→ Extracted material:

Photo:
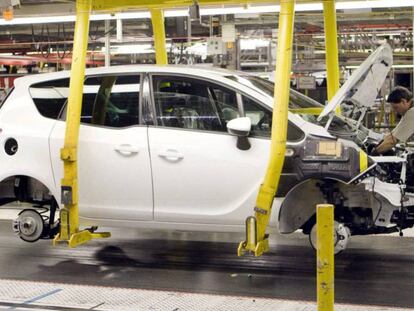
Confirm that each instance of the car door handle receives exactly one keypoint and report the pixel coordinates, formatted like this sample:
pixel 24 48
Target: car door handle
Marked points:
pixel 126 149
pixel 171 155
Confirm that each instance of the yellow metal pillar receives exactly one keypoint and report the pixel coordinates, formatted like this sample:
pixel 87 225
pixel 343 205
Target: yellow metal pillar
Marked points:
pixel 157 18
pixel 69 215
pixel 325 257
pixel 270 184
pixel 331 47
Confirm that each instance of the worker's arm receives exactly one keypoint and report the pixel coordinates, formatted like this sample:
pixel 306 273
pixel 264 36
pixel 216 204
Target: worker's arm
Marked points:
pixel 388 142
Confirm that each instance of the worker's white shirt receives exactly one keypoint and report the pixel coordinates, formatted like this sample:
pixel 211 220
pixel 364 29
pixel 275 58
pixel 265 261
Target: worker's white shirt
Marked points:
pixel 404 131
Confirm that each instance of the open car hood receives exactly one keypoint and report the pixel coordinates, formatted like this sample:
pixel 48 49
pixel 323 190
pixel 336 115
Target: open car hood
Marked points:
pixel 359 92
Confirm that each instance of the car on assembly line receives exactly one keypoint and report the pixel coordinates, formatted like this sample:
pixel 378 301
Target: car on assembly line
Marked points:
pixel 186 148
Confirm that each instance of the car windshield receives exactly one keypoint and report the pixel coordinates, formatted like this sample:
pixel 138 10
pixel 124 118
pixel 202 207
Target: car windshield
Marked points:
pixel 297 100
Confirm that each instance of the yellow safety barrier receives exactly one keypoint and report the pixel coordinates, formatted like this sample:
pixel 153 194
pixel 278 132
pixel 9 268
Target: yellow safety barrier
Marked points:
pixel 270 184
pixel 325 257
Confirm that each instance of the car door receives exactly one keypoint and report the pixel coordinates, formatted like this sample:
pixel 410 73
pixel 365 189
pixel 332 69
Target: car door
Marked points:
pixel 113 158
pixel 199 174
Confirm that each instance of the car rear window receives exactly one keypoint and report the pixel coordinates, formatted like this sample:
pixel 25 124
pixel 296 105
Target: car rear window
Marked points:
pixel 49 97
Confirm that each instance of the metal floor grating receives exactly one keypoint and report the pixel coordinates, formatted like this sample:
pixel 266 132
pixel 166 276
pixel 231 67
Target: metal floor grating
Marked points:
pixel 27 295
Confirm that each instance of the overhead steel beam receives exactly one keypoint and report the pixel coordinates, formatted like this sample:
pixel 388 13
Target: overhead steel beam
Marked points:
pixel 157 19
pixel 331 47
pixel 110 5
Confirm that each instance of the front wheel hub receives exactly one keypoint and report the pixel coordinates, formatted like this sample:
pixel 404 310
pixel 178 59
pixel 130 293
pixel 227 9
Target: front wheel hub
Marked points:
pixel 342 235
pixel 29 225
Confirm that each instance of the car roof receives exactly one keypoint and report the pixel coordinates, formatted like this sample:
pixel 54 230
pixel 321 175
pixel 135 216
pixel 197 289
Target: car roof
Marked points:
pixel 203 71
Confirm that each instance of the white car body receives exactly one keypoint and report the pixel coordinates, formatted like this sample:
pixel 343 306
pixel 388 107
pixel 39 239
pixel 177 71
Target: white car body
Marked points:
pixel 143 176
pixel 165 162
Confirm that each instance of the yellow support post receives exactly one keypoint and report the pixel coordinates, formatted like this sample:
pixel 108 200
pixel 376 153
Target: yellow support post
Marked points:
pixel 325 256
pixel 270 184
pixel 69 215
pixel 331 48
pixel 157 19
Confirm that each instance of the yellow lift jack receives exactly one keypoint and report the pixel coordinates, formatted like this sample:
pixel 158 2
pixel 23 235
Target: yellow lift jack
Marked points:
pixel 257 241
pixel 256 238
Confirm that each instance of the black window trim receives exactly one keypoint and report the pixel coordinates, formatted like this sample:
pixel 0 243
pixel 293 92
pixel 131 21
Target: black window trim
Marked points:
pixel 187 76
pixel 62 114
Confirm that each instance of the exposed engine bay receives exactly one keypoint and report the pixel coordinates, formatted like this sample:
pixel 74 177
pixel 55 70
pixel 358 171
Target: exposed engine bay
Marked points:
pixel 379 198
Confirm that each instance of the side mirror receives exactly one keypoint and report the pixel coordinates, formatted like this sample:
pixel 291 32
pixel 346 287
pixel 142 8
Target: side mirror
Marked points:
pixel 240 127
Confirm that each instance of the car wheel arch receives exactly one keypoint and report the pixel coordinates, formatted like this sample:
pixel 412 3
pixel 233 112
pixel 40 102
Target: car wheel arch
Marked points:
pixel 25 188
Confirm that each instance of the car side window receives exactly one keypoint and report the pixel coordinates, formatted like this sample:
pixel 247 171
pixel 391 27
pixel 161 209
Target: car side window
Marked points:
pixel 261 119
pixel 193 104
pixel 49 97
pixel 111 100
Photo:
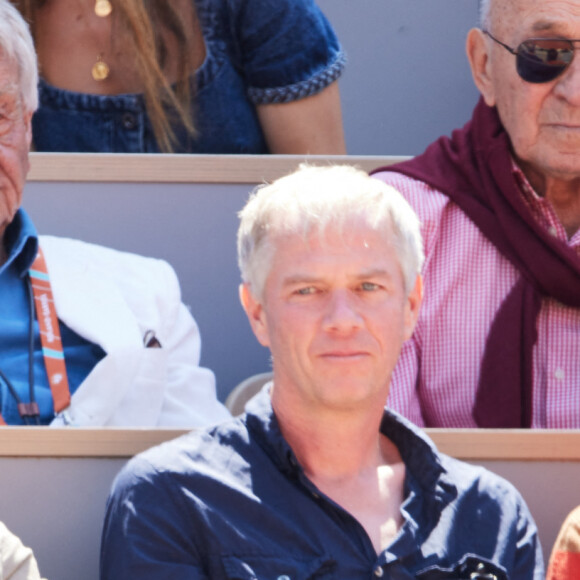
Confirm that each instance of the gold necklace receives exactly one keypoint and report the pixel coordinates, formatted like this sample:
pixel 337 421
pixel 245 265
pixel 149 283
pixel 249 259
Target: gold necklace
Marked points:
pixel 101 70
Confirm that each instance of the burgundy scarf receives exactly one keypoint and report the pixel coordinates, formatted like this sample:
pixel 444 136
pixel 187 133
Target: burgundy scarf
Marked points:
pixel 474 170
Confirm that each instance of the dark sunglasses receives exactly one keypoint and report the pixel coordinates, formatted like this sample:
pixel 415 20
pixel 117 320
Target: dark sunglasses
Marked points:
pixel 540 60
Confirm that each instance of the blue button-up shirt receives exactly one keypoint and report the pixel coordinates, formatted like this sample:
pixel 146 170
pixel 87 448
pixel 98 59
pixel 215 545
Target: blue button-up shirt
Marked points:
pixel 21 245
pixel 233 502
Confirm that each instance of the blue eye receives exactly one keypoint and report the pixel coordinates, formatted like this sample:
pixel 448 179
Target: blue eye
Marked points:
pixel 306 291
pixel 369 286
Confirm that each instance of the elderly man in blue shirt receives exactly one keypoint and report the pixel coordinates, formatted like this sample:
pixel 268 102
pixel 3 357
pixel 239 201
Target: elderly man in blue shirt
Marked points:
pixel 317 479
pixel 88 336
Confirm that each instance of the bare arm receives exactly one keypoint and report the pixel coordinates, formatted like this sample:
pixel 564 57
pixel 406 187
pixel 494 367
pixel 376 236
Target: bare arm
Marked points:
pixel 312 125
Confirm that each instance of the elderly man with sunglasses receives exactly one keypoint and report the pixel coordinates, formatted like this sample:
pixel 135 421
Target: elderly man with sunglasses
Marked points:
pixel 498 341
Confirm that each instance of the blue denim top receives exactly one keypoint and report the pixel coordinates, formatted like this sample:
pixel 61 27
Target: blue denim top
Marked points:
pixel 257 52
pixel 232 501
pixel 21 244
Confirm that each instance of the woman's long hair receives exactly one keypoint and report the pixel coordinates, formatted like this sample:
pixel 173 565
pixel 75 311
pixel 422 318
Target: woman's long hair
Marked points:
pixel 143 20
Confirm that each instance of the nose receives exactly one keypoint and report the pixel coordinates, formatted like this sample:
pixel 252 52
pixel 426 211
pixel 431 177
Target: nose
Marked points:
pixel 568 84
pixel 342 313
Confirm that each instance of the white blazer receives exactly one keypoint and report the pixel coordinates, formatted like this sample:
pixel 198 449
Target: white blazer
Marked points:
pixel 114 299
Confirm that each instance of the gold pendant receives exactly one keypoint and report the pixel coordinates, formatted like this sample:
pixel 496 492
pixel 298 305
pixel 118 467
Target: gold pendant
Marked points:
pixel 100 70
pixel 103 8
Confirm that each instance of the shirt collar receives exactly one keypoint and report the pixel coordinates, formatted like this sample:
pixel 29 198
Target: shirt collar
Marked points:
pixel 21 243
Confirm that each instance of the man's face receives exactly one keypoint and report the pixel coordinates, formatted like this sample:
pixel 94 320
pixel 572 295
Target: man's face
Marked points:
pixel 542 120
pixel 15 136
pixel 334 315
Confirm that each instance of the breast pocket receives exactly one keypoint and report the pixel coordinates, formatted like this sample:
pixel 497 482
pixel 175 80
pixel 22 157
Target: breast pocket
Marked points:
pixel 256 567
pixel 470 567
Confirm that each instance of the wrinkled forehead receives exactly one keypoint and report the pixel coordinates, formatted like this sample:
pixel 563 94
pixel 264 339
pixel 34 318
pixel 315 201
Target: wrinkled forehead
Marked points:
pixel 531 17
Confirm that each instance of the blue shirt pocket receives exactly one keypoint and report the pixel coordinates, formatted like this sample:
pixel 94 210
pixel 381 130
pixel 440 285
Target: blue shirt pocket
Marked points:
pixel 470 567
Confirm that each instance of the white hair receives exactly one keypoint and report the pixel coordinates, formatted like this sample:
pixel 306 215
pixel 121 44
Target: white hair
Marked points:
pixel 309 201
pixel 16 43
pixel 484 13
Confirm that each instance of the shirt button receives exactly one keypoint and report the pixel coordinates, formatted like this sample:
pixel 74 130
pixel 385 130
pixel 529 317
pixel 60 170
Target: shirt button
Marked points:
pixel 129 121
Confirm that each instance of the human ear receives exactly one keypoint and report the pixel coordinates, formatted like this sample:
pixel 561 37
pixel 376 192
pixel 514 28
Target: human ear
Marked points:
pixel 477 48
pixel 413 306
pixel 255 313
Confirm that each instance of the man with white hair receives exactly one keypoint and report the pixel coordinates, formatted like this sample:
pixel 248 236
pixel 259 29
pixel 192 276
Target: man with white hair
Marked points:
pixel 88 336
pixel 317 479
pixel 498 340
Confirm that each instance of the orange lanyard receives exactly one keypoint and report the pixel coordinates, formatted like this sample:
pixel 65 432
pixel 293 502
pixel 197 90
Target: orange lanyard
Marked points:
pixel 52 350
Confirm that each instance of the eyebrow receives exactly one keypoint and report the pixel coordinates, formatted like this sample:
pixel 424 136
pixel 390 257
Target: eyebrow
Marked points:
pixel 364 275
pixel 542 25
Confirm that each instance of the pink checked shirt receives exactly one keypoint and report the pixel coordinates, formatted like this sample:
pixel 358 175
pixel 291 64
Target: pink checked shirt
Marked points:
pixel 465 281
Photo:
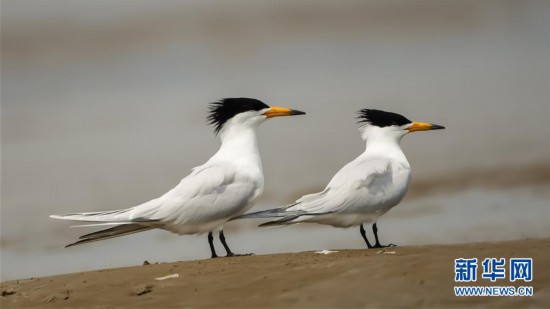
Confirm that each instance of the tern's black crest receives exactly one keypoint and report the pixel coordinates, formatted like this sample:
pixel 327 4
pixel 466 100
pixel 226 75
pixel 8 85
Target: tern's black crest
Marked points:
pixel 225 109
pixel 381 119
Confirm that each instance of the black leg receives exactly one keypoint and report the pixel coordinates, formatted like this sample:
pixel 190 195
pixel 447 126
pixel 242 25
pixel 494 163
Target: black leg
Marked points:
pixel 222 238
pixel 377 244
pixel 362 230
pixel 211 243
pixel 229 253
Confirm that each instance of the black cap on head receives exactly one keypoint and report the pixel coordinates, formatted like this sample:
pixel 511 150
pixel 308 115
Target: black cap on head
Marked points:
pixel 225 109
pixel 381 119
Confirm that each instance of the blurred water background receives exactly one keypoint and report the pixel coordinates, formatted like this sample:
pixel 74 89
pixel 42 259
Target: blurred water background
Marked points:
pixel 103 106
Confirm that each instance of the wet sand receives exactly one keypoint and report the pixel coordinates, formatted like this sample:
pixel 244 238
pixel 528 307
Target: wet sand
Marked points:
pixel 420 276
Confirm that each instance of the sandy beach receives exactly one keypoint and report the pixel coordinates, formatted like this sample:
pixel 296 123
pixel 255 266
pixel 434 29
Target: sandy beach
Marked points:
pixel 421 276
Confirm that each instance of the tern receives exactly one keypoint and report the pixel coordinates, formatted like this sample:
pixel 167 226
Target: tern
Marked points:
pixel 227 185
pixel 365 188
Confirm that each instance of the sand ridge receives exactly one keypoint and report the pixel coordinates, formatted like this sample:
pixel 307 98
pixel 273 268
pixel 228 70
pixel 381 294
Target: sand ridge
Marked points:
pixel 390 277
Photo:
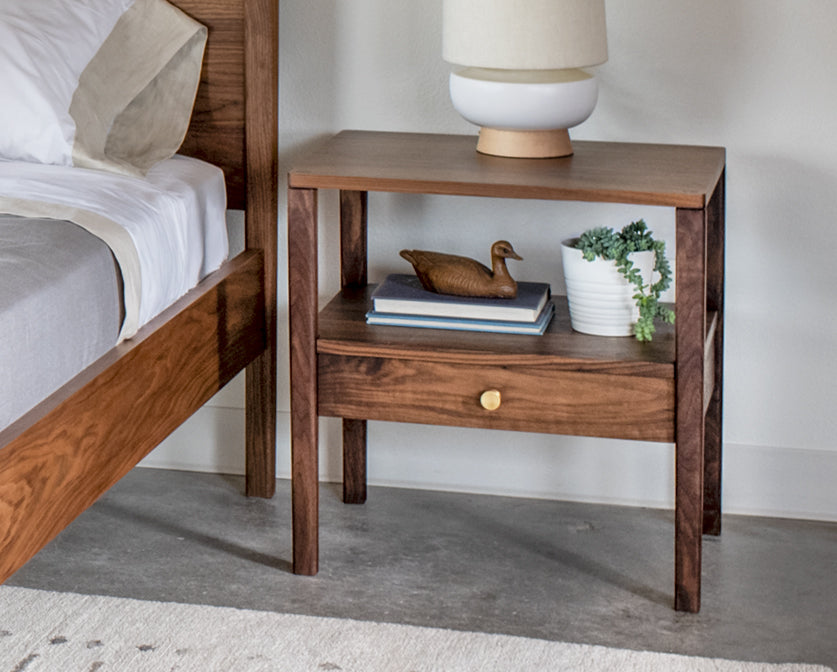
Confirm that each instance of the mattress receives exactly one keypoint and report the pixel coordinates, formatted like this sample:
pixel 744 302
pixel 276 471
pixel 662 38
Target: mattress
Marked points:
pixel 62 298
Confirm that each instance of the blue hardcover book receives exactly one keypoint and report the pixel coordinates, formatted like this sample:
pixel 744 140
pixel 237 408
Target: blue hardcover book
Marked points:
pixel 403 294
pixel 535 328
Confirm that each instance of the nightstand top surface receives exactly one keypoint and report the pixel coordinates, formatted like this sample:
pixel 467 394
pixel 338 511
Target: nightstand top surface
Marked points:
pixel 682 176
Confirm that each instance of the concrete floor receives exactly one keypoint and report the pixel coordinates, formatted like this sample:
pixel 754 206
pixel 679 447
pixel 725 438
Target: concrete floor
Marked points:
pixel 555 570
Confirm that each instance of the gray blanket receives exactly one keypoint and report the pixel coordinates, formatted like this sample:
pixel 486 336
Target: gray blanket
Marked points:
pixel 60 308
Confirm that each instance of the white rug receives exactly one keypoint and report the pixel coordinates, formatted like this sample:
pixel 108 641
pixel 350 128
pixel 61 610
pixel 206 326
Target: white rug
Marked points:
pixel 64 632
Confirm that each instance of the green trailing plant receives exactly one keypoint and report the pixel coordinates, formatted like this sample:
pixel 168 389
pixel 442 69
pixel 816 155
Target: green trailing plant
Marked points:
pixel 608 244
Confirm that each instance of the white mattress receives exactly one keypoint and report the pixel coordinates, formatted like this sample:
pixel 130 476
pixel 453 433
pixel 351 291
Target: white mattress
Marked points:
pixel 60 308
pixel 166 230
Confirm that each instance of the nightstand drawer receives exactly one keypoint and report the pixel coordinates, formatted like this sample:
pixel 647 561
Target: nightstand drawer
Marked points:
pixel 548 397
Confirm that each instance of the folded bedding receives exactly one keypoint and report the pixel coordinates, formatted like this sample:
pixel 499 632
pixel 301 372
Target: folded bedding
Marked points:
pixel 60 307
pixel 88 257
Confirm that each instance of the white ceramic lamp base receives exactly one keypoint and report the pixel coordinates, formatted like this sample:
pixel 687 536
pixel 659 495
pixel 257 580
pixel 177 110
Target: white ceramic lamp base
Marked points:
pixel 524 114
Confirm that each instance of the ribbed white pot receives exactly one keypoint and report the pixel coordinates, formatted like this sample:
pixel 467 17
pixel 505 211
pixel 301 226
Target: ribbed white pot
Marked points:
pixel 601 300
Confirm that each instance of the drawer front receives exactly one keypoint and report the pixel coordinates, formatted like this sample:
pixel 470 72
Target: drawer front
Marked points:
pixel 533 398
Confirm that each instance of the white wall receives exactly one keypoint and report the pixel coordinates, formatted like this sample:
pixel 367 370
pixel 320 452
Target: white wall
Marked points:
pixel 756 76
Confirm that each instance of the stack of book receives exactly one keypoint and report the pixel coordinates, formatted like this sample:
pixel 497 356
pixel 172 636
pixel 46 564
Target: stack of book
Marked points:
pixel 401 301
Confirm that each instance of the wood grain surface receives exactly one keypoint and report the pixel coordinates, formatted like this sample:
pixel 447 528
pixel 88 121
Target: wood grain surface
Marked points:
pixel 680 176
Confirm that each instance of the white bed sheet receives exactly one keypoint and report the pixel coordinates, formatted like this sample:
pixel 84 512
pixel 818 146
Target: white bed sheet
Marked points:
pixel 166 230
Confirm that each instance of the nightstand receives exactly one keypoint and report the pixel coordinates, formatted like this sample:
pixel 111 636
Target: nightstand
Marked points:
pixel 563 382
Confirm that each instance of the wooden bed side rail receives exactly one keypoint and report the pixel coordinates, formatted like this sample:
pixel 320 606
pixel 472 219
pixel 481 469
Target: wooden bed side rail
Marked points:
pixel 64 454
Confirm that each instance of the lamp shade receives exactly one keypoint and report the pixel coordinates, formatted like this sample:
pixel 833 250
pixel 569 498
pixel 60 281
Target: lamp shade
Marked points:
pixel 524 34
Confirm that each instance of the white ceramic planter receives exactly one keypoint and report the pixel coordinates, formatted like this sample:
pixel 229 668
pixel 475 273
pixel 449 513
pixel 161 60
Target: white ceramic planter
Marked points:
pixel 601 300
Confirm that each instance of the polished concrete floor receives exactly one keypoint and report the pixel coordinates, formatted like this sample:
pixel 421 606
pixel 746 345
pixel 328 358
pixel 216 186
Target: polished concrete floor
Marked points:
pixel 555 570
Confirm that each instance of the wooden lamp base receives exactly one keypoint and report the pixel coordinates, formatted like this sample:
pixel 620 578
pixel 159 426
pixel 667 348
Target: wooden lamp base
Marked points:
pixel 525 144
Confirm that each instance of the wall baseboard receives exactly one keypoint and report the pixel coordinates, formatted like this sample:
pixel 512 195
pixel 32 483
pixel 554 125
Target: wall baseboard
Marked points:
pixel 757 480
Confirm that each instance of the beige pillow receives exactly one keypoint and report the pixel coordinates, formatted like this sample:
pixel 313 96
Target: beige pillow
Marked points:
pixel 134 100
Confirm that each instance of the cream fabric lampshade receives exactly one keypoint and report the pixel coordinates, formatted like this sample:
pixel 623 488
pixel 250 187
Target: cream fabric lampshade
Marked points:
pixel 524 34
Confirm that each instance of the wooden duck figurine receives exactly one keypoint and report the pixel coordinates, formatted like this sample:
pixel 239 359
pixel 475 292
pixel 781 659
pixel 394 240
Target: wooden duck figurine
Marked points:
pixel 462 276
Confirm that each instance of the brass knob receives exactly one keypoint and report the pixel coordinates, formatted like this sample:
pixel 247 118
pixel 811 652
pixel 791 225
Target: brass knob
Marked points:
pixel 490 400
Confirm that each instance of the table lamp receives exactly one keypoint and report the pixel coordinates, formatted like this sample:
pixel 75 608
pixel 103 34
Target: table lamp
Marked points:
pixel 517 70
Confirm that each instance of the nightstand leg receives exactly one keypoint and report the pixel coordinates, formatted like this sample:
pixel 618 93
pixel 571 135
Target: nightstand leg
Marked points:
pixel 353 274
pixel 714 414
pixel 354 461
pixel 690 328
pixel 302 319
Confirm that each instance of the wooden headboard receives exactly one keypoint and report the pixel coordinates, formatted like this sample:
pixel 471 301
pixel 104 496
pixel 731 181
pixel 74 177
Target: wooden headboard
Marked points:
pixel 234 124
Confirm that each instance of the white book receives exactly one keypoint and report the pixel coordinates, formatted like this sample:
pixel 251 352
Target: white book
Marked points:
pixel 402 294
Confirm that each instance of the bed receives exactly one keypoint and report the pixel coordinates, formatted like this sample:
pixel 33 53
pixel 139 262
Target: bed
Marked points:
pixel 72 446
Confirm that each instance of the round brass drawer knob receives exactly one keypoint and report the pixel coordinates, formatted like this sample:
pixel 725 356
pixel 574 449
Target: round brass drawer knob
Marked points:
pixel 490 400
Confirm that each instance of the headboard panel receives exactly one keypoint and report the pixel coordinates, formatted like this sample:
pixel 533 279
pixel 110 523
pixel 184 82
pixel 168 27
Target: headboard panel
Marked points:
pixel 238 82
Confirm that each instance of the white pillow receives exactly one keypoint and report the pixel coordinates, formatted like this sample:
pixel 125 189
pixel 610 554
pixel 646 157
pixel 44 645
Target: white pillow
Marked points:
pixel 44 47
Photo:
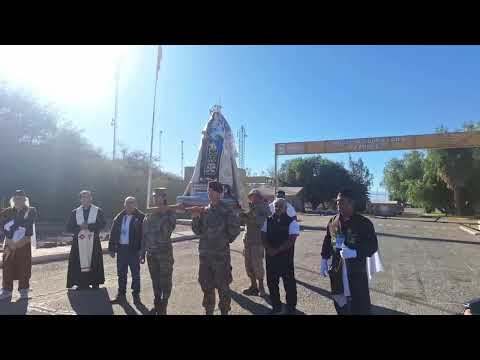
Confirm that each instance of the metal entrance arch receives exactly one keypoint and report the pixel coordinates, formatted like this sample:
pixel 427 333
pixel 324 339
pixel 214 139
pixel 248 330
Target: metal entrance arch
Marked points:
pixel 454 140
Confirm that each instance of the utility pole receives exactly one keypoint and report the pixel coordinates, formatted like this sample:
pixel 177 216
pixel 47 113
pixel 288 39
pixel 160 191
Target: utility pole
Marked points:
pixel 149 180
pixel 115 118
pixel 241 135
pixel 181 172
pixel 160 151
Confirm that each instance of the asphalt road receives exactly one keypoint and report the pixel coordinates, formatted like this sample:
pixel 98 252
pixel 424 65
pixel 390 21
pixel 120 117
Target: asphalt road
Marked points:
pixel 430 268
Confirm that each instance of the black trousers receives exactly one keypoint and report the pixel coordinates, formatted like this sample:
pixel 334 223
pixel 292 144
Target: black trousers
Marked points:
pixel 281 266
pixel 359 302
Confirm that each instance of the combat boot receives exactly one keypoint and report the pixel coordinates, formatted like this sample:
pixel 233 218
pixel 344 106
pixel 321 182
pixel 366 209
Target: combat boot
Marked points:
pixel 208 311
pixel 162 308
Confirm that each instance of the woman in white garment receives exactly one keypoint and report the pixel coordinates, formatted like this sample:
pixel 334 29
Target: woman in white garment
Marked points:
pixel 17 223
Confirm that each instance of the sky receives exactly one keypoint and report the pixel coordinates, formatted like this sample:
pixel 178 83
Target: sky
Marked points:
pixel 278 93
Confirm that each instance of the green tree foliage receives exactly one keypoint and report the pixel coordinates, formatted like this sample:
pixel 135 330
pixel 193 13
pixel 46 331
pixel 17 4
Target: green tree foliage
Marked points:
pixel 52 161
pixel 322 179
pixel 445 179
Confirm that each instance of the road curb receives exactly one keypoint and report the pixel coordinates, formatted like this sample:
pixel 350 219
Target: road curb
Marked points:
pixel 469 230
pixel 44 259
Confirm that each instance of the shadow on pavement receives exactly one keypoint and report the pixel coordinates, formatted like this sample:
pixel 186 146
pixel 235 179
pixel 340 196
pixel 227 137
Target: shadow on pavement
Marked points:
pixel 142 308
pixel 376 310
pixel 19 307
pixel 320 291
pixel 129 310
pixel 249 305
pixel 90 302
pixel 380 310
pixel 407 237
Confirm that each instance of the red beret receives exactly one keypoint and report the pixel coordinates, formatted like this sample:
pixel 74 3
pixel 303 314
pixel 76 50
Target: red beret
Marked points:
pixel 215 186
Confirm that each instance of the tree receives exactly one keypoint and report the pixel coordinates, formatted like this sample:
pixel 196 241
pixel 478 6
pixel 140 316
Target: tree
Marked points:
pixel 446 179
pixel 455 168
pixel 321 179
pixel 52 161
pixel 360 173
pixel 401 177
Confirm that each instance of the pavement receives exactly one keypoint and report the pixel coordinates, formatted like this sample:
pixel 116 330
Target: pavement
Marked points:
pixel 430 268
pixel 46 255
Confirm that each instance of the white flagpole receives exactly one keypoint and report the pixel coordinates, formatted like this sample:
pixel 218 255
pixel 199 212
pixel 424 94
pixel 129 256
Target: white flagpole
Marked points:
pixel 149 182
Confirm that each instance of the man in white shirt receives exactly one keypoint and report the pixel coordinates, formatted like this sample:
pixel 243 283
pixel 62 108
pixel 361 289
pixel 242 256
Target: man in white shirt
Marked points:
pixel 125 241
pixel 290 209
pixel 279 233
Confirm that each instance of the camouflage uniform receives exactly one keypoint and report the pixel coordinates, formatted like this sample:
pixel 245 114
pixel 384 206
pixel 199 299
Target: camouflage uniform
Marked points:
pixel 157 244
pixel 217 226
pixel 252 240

→ Given instruction:
From the material above, list the lines from the one with "Confirm that each instance of the road" up to and including the one with "pixel 401 177" as a numbered list, skipping any blank lines.

→ Final result:
1. Confirm that each instance of the road curb receives exactly one keypoint and report the pixel coordinates, formatted like this sample:
2. pixel 350 219
3. Target: road curb
4. Marked points:
5. pixel 469 230
6. pixel 44 259
7. Confirm that each instance of the shadow on pavement receives exactly one keypoint and report the pixel coordinates, formatted like this sample:
8. pixel 186 146
9. pixel 235 179
10. pixel 340 196
11. pixel 227 137
12. Target: shadow on pavement
13. Marked points:
14. pixel 142 308
15. pixel 376 310
16. pixel 19 307
17. pixel 320 291
18. pixel 129 310
19. pixel 249 305
20. pixel 90 302
21. pixel 380 310
22. pixel 407 237
23. Confirm that each instance of the red beret receives exactly one keypoint and report the pixel coordinates, formatted like this sample:
24. pixel 74 3
25. pixel 303 314
26. pixel 76 50
27. Target: red beret
28. Marked points:
29. pixel 215 186
30. Confirm that each instance of the tree receives exactly one keypoint and report the pixel coordinates, formatted like this sample:
31. pixel 196 241
32. pixel 478 6
33. pixel 140 316
34. Target: tree
35. Marked points:
36. pixel 446 179
37. pixel 455 168
38. pixel 321 179
39. pixel 52 161
40. pixel 360 173
41. pixel 401 177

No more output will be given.